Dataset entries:
━━━━━━━━━━
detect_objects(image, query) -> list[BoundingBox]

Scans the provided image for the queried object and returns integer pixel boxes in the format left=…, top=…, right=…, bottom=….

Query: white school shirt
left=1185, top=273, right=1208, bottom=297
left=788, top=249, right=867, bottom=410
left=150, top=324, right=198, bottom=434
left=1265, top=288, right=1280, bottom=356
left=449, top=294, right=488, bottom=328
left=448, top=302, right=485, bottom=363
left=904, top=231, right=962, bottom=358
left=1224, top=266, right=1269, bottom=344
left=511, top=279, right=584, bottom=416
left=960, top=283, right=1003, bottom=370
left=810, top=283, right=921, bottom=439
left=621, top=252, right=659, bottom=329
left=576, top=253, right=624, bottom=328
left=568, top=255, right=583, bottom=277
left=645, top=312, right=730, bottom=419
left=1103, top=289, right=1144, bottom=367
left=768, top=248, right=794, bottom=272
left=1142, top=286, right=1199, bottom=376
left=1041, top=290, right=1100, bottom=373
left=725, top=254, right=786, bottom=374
━━━━━━━━━━
Return the data in its entirety, exactly as given.

detect_objects(image, query) -> list[BoundingBox]

Scans the provided image for the queried object and returns integer pixel boxes in the format left=…, top=…, right=…, bottom=….

Query: white school shirt
left=1185, top=273, right=1208, bottom=297
left=788, top=249, right=867, bottom=410
left=150, top=324, right=198, bottom=434
left=1265, top=288, right=1280, bottom=356
left=449, top=294, right=488, bottom=328
left=448, top=302, right=485, bottom=363
left=904, top=231, right=962, bottom=358
left=1224, top=266, right=1269, bottom=344
left=511, top=279, right=584, bottom=416
left=960, top=283, right=1003, bottom=370
left=810, top=283, right=921, bottom=439
left=621, top=252, right=659, bottom=329
left=576, top=253, right=624, bottom=328
left=568, top=255, right=583, bottom=277
left=645, top=312, right=730, bottom=419
left=1103, top=289, right=1144, bottom=367
left=768, top=248, right=794, bottom=272
left=1142, top=286, right=1199, bottom=376
left=1041, top=290, right=1100, bottom=373
left=725, top=254, right=786, bottom=374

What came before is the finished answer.